##### PAGE TEXT #####
![P1010830](https://preparingforthebaby.wordpress.com/wp-content/uploads/2010/03/p1010830.jpg?w=300&h=225)
I have been dreaming and scheming about motherhood since I was a little girl. I used to have a closet full of Cabbage Patch Dolls that I would swaddle, feed, rock, and they were all named after somebody in my family. And since I was a little girl, I always knew that I would breastfeed my future babies- after all, that’s how my mom and grandma did it! I grew up in a house where my parents were honest with us children about our bodies. I knew a lot of people who were ashamed to nurse in front of their husbands, let alone strangers. Boobs were taboo to so many people I have known in the course of my life, but not in my house. We grew up knowing boobs were for food. So, I had no qualms making future milk-production plans for my girls.
When my turn finally came up and everything was in place for me to begin my own family, I sailed through a perfect pregnancy. Not a single problem. I was seeing a midwife and preparing for my perfect homebirth- it was years of playing with dolls and dreaming finally coming true. I was in love with each and every little kick and movement I felt from my baby, who I learned was a little boy. My little boy. I was over the moon.
And then my picture perfect story took a turn in a different direction. At 29 weeks 4 days, my husband, stepson, and I went to the ER in the middle of the night because I had what I thought was a “stomach virus.” Could it be H1N1, my husband frantically wondered.
H1N1 would’ve been good news. I soon discovered my water had broken. The doctor and nurses puttered around, contemplating how they would stop my labor. I don’t think they took my seriously when I angrily ignored their five thousand questions. When I announced my urge to “go to the bathroom,” it was then that they really checked between the legs and knew it was really happening.
I naturally delivered my son after less than fifteen minutes of pushing. It had only been two hours since I left my house. Everything happened so fast there was no time to process. I watched as they whisked my baby away, and I was left alone in the delivery room, finally getting a moment to wrap my mind around everything that had happened.
##### MATERIAL PROVIDED #####
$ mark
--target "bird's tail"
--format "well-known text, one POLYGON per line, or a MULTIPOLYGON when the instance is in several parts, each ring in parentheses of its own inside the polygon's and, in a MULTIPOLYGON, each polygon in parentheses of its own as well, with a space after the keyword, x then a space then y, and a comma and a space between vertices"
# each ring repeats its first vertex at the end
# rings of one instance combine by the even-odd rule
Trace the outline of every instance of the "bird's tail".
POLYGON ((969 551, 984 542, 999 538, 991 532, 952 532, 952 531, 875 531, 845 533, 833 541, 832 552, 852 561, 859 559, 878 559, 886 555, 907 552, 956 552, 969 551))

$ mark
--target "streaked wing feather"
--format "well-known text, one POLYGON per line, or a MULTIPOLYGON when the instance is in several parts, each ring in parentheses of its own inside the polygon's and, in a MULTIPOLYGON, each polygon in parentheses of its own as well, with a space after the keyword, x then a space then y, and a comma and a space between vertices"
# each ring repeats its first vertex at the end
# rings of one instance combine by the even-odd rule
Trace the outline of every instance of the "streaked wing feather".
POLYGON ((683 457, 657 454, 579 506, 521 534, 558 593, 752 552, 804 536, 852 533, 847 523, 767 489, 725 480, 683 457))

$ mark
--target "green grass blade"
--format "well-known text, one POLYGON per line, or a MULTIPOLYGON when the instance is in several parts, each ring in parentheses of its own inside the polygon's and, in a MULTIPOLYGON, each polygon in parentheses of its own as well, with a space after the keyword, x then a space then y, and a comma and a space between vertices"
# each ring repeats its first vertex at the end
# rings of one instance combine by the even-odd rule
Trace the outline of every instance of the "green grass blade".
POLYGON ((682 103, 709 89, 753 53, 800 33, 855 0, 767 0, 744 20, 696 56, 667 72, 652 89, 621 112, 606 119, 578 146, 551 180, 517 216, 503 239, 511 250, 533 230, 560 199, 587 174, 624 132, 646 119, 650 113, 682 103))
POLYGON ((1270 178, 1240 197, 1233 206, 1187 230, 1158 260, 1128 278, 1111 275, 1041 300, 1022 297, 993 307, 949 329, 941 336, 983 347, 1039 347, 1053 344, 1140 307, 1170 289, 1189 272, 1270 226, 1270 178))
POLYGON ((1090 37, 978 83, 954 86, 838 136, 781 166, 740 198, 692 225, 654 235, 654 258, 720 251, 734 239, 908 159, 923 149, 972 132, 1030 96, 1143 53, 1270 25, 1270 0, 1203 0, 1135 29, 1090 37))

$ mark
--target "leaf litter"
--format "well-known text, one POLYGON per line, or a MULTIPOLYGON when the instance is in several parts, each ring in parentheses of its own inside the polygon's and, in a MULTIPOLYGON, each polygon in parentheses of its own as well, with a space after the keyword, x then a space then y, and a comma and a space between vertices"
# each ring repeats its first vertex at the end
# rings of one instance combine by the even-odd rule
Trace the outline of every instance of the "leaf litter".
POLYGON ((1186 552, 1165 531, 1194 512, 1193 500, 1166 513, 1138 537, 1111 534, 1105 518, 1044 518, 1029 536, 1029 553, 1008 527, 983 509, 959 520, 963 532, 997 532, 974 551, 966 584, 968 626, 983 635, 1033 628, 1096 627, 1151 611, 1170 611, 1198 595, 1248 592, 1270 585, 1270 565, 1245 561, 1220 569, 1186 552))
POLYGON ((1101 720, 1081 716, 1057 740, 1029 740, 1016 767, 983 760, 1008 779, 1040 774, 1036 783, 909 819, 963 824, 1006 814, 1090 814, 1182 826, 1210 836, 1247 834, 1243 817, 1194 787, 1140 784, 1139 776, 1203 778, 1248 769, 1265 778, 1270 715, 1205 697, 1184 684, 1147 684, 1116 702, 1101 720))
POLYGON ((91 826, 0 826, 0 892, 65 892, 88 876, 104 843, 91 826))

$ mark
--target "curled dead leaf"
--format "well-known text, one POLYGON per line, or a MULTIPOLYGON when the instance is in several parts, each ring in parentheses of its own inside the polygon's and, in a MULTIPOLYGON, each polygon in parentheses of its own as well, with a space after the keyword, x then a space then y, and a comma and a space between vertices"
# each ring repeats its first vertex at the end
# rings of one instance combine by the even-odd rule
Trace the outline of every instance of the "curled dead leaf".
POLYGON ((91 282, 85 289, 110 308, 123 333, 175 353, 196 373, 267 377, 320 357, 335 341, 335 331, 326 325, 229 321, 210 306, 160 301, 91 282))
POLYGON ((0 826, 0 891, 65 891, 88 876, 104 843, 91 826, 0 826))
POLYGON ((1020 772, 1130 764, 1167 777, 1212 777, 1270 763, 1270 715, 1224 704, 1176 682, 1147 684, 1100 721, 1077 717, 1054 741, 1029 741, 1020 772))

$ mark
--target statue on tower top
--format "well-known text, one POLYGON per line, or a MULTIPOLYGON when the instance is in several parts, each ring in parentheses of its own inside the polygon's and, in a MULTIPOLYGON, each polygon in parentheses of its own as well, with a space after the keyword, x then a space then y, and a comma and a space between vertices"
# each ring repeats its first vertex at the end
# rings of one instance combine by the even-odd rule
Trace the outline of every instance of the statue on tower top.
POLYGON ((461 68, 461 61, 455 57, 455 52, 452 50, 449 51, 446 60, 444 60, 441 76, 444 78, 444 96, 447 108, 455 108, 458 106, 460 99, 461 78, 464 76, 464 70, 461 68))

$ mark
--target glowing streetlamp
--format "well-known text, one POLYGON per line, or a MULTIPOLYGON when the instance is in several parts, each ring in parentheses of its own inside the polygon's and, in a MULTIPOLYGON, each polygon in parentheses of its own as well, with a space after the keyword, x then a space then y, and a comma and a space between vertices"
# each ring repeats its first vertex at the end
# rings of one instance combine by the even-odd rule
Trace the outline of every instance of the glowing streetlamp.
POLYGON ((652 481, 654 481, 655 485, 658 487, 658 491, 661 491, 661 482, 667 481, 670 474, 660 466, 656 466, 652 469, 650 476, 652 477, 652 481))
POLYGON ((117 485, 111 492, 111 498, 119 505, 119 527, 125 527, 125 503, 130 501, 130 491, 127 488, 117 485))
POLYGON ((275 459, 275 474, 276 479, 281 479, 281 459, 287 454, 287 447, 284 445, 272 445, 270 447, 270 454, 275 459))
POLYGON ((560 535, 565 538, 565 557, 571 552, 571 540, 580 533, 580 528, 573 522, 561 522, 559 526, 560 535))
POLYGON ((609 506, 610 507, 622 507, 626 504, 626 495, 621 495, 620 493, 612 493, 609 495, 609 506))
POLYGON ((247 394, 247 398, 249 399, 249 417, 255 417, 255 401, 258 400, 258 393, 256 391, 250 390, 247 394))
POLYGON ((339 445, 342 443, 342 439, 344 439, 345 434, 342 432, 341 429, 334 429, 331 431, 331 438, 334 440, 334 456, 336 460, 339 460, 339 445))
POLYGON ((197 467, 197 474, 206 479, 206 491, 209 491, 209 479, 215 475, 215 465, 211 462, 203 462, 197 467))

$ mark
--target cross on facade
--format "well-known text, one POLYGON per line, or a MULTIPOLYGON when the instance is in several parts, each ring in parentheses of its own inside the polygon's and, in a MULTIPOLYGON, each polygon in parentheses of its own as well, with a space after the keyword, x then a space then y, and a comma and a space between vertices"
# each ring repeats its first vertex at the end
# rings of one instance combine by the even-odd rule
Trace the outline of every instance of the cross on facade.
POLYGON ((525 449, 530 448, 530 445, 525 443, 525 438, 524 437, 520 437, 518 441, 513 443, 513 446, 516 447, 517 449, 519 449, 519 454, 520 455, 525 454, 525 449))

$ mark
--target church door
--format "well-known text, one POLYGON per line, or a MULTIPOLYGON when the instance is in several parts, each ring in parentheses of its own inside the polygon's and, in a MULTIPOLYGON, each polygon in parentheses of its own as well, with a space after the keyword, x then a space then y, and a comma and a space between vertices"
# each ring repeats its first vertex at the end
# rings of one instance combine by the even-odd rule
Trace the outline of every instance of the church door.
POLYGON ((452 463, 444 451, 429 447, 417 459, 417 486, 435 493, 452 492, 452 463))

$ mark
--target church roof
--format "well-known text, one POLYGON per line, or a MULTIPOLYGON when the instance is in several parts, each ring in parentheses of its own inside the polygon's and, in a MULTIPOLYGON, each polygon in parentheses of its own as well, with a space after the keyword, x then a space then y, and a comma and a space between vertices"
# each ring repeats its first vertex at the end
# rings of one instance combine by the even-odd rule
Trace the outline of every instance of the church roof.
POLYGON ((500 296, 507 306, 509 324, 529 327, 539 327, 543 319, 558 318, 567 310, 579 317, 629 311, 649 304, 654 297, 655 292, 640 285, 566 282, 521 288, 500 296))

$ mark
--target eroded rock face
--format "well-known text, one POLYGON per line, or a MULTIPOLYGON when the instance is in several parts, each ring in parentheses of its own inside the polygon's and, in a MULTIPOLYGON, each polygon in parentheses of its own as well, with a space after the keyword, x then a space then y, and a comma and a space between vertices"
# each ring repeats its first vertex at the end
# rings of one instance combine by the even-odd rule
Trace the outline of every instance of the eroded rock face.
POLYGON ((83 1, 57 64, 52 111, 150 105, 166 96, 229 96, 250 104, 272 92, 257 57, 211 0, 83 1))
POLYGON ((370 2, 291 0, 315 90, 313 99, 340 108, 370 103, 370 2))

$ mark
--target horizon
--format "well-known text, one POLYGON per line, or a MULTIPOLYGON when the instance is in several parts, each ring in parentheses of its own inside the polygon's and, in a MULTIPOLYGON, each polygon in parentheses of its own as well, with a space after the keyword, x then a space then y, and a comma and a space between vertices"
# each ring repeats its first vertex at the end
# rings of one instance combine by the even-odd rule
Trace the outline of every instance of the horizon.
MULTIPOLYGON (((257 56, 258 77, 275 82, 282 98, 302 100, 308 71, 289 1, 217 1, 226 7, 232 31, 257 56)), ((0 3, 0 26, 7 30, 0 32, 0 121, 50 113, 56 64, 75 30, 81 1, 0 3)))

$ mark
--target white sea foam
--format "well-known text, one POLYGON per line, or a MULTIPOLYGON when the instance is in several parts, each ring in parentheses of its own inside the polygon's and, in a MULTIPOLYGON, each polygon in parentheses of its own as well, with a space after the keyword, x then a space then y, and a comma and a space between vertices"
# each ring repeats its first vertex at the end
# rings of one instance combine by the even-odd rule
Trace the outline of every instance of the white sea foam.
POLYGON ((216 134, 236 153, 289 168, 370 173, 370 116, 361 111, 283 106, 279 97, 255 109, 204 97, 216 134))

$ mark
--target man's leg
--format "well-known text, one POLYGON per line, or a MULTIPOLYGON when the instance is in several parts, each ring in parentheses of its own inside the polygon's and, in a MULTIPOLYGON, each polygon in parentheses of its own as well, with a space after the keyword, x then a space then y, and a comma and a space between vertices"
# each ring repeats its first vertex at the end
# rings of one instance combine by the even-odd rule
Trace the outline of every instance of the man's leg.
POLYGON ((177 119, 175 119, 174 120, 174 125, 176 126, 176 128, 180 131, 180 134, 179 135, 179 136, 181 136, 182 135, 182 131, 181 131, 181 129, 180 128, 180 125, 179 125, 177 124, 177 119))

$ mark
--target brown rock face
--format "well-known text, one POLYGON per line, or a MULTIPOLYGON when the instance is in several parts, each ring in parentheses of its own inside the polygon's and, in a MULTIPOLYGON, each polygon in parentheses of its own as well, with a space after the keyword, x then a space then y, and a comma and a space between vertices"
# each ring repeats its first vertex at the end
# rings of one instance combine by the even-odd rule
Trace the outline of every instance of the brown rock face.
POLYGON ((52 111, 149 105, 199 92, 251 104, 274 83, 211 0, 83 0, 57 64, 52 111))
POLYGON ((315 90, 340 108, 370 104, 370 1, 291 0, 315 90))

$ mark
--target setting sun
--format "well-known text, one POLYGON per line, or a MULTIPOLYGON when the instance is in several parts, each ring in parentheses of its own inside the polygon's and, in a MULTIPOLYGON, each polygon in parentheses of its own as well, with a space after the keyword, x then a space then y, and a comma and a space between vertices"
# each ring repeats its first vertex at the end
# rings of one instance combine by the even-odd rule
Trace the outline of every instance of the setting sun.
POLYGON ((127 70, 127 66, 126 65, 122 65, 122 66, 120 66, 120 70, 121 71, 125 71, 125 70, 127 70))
#####
▶ _TASK LIST_:
1) Copy out the passage from the birth story, beginning at the words "When my turn" and stopping after the words "over the moon.".
2) According to the birth story, how far along in the pregnancy was the writer when the family went to the ER?
3) Continue the birth story from the point where it stops.

▶ _ANSWERS FOR THE EXERCISE_:
1)
When my turn finally came up and everything was in place for me to begin my own family, I sailed through a perfect pregnancy. Not a single problem. I was seeing a midwife and preparing for my perfect homebirth- it was years of playing with dolls and dreaming finally coming true. I was in love with each and every little kick and movement I felt from my baby, who I learned was a little boy. My little boy. I was over the moon.

2) 29 weeks 4 days.

3)
“I need to see the lactation nurse,” I said immediately, before the doctor had even finished her business with me. I hadn’t planned to deliver in this way, but I had planned to breastfeed.
“We’ll page her,” a friendly nurse offered.
And so I waited. And waited. And requested a few more times until they promised to send the lactation nurse to my postpartum recovery room.
“Don’t I have a window of time to start pumping?” I nagged.
They assured me the lactation nurse would be with me shortly.
I’ve always been a bit of a planner, which is why my preterm delivery is so ironic, proving to me that not all things in life can be planned. In the course of my planning, I had done my own research on breastfeeding. Also in a bit of irony, I had completed a rough draft of my “birth plan” a week before, and I had made note that I wanted immediate skin-to-skin with my newborn and to start breastfeeding immediately. There was no newborn to be seen in my delivery room, so I needed to know right away how this was going to work.
An hour or two later, Pam came to my postpartum room with a pump kit. Next to my bed was a yellow Medela Symphony hospital-grade pump, and she was going to show me how to use it.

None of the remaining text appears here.